- DATA EXTRACT -
* * * *

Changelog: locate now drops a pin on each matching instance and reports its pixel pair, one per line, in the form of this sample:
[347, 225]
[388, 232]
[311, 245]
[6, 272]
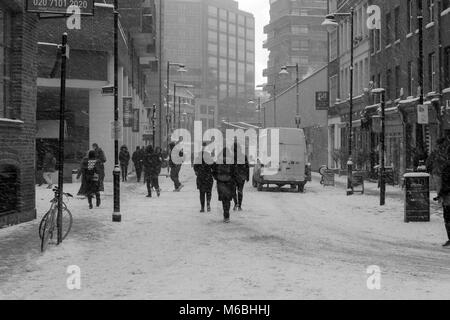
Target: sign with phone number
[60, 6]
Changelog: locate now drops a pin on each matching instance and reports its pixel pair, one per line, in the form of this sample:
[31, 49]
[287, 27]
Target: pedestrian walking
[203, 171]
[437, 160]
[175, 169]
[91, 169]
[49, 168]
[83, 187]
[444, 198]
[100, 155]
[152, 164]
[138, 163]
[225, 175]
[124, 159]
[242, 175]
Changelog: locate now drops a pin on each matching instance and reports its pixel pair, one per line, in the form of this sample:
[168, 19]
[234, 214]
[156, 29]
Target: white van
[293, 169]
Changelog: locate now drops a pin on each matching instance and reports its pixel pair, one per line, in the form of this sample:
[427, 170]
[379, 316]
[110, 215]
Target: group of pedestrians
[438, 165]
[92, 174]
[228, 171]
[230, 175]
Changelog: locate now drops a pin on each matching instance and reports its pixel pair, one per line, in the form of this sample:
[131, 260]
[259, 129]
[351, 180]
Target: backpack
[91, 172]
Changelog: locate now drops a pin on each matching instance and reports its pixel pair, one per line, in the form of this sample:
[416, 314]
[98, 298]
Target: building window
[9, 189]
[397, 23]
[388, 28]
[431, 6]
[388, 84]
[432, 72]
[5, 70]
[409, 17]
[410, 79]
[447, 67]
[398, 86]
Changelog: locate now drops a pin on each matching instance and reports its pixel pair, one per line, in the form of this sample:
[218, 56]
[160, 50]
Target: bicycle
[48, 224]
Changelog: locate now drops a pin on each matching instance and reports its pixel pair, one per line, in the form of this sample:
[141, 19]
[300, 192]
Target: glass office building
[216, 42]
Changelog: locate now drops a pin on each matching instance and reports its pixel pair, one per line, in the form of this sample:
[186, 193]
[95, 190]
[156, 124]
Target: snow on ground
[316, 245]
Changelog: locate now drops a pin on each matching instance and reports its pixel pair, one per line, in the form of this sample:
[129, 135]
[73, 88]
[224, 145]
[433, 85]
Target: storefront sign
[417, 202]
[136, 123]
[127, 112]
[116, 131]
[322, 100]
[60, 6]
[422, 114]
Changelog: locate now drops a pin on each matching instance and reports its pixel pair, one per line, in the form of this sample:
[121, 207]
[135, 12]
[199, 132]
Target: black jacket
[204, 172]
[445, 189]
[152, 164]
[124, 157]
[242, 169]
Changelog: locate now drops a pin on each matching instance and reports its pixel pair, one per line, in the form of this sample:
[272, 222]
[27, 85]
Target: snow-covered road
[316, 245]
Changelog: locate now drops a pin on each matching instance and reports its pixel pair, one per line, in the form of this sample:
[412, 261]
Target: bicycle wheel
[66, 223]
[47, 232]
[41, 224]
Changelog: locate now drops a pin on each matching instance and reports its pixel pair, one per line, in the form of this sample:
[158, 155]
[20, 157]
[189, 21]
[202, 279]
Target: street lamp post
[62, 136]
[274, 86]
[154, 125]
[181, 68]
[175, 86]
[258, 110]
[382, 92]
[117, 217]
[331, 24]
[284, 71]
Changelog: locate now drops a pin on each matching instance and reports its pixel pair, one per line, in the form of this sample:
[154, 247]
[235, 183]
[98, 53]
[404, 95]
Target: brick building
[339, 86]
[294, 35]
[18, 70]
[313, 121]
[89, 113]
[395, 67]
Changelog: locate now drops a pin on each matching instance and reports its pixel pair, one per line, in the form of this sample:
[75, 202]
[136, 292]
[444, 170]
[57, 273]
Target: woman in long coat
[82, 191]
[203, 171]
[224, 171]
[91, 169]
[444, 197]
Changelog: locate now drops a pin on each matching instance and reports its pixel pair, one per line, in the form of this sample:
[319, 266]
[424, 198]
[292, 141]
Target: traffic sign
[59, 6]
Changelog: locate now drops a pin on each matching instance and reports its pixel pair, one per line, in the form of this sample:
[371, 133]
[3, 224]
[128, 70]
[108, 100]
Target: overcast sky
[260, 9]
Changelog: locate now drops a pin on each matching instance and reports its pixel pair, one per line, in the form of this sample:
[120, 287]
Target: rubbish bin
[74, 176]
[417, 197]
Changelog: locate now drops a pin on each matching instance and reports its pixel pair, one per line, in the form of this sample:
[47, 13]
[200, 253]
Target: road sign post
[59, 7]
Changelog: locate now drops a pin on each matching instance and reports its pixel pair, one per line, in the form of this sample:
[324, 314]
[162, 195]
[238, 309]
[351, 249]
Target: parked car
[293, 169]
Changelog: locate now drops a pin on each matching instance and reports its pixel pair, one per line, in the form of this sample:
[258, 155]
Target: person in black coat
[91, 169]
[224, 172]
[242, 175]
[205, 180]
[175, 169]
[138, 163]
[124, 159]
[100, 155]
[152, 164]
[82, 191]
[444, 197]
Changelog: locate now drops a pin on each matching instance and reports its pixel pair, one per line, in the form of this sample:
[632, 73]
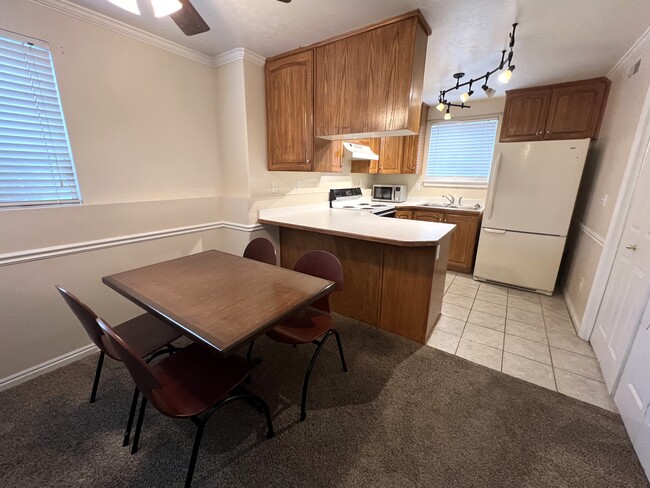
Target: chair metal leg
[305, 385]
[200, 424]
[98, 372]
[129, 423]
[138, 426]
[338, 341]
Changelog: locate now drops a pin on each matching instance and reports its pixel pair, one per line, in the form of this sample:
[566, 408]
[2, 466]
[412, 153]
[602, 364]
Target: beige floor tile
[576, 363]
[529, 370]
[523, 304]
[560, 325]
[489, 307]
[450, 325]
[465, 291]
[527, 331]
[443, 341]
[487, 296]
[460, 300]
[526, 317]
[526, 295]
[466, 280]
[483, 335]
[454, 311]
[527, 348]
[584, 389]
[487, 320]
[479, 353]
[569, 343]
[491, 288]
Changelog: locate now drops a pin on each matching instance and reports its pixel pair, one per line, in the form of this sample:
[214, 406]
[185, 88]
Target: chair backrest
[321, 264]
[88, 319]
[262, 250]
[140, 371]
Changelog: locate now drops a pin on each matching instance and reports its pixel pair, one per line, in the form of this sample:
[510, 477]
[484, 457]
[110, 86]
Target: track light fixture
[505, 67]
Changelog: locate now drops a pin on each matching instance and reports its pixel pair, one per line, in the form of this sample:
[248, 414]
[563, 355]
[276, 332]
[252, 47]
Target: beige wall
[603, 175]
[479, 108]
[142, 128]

* * * *

- GIVEN INSTRUCTION -
Copy out the whole listing exactly, and don't carry over any pictures.

- EXPECTED ANSWER -
Changelog: locate now drops a pin on each matching instance and reports its pixel pair, one per line, in the form of this sample:
[347, 225]
[388, 232]
[311, 245]
[6, 272]
Target: sign with phone number
[60, 6]
Changelog: locate now drops a pin on each matching instance and reports its pixel pair, one per line, in the form of this sample:
[31, 49]
[287, 27]
Target: pedestrian walking
[203, 171]
[437, 160]
[175, 169]
[91, 169]
[49, 168]
[83, 187]
[444, 198]
[100, 155]
[152, 164]
[138, 163]
[225, 175]
[124, 159]
[242, 175]
Changelog: locate now drops a pin on each matching instance and reports its pixel pair, one per line, in the form of this sample:
[168, 19]
[234, 214]
[156, 29]
Target: white van
[293, 169]
Changelog: locate now drops a pin on each matching instance and reports its pixel pair, one per line, in the form of this sample:
[427, 170]
[379, 316]
[110, 215]
Target: group of pedestrians
[438, 165]
[92, 174]
[228, 171]
[230, 175]
Changelog: locate now drops a pin on each matching instance and reports its pixel pair, one per line, in the form of this sample:
[131, 260]
[259, 129]
[351, 180]
Target: backpack
[91, 172]
Changelog: locate now drops a pin on each matching instance and reports its pixel pair, one per line, in the form of this sample:
[416, 314]
[98, 298]
Target: building window
[9, 189]
[397, 23]
[388, 28]
[431, 6]
[388, 84]
[432, 72]
[5, 70]
[409, 17]
[410, 79]
[447, 67]
[398, 86]
Changelog: locate now drops a pin on each matching instance and reports its pixel pair, one per line, in the form of this sample:
[218, 56]
[160, 50]
Target: bicycle
[48, 224]
Changelog: locate now drops a pin on each matching instance and reports its pixel pair, one per line, in the form of this sample:
[141, 19]
[300, 192]
Target: glass office building
[216, 42]
Changelog: locate now drops a pin on each matching instance and reports its pixel pair, one per line, in the form of this sample:
[186, 193]
[95, 190]
[156, 124]
Target: snow on ground
[316, 245]
Changelog: locate now drops a pin on each matching instance and reports its pixel pair, one per line, in the form of this sample:
[129, 135]
[73, 88]
[224, 145]
[433, 85]
Target: storefront sign
[417, 202]
[136, 123]
[127, 112]
[116, 131]
[322, 100]
[60, 6]
[422, 114]
Changelog: locate now drops a pin on each matching instance and reports its pixel pair, one per line, in the form of this sample:
[121, 207]
[135, 12]
[199, 132]
Target: black jacket
[204, 172]
[445, 189]
[152, 164]
[124, 157]
[242, 169]
Changelog: locate now drops a pin on each matching instance and reports its pixel pair, one per line, in the form of this sample:
[272, 222]
[27, 85]
Target: snow-covered road
[316, 245]
Changelog: locate now drops a pin on each matching instance and reports its pixel pair, one per line, in the form of this sample:
[412, 261]
Target: bicycle wheel
[66, 223]
[47, 232]
[41, 224]
Changelog: locate now drops a pin on each matching instance and reports its pixel pair, one per line, in the form of this sample:
[158, 155]
[20, 157]
[189, 21]
[202, 279]
Target: street lamp post
[62, 136]
[274, 86]
[154, 125]
[181, 68]
[175, 86]
[258, 110]
[382, 92]
[117, 217]
[331, 24]
[284, 71]
Changelog: locate now drops a pin on each matching instance and reports its pixel pair, one per line, in the form of this sample:
[154, 247]
[235, 183]
[98, 53]
[404, 95]
Target: brick building
[339, 86]
[294, 35]
[18, 70]
[313, 121]
[89, 113]
[395, 67]
Changelog: locate now drops a pin on each matching instance and reports its pixel pair, one per line, in the form of this sample:
[75, 202]
[136, 292]
[444, 170]
[57, 273]
Target: woman in long coat
[82, 191]
[203, 171]
[224, 171]
[91, 169]
[444, 197]
Changelog: locate now drops a pin on each matching instance and reports its pixel pair, one per line, in the form of this sample:
[319, 266]
[424, 198]
[292, 141]
Target: traffic sign
[59, 6]
Changelog: locate now drops a pin on each matching instance and reports its pixel pair, one per line, in the form of this sample:
[371, 133]
[3, 224]
[128, 70]
[108, 100]
Target: overcast sky
[260, 9]
Changelog: locate now drops a pin on each matching instance and reports its pixel pair, one per line, in the form of this sample:
[120, 287]
Target: rubbish bin
[74, 176]
[417, 197]
Changelog: locate now drops a pin on each matching instance and reports its pixel pair, one per line, in the form of this sample:
[47, 13]
[200, 253]
Target: road sign post
[59, 7]
Changelog: locate now drops a pin on each matching instance and reports its pixel pair, one per line, in the form of this sample:
[324, 314]
[162, 195]
[238, 309]
[351, 249]
Target: parked car
[293, 169]
Changelog: locate now drops a pin on each matching instance and reports its pixel pair, one per line, in the form of this sample:
[258, 155]
Target: person in black coat
[91, 169]
[224, 172]
[242, 175]
[205, 180]
[175, 169]
[138, 163]
[124, 159]
[100, 155]
[152, 164]
[82, 191]
[444, 197]
Changelog: locate now drops a pin on each matching instance and reports its pixel pair, one per line, in the form of this sample:
[632, 73]
Target: chair metal leg
[305, 385]
[200, 424]
[98, 372]
[129, 423]
[138, 426]
[338, 341]
Changelog: locate now drops a pin on each matching instance and reports its pixel pair, one per line, in the form of this sample:
[566, 408]
[2, 466]
[412, 153]
[602, 364]
Target: beige floor tile
[576, 363]
[529, 370]
[523, 304]
[560, 325]
[489, 307]
[450, 325]
[465, 291]
[527, 331]
[443, 341]
[487, 296]
[460, 300]
[526, 317]
[526, 295]
[466, 280]
[483, 335]
[454, 311]
[527, 348]
[584, 389]
[487, 320]
[479, 353]
[569, 343]
[491, 288]
Changelog: locate now drops a pin on each matching instance and reports its pixel pair, one per line, in the form of this sample:
[214, 406]
[185, 88]
Target: chair backrest
[321, 264]
[88, 319]
[262, 250]
[140, 371]
Changelog: locate now drops a pin on each matching instance and reports its pixel pair, one per line, in the form of this sample:
[510, 477]
[484, 457]
[110, 86]
Target: track light fixture
[505, 67]
Changelog: locate now drops a pin on each matching instance and reports its pixel pair, one per line, in the form of this sample:
[248, 414]
[563, 355]
[276, 332]
[252, 47]
Target: beige wall
[603, 175]
[479, 108]
[142, 128]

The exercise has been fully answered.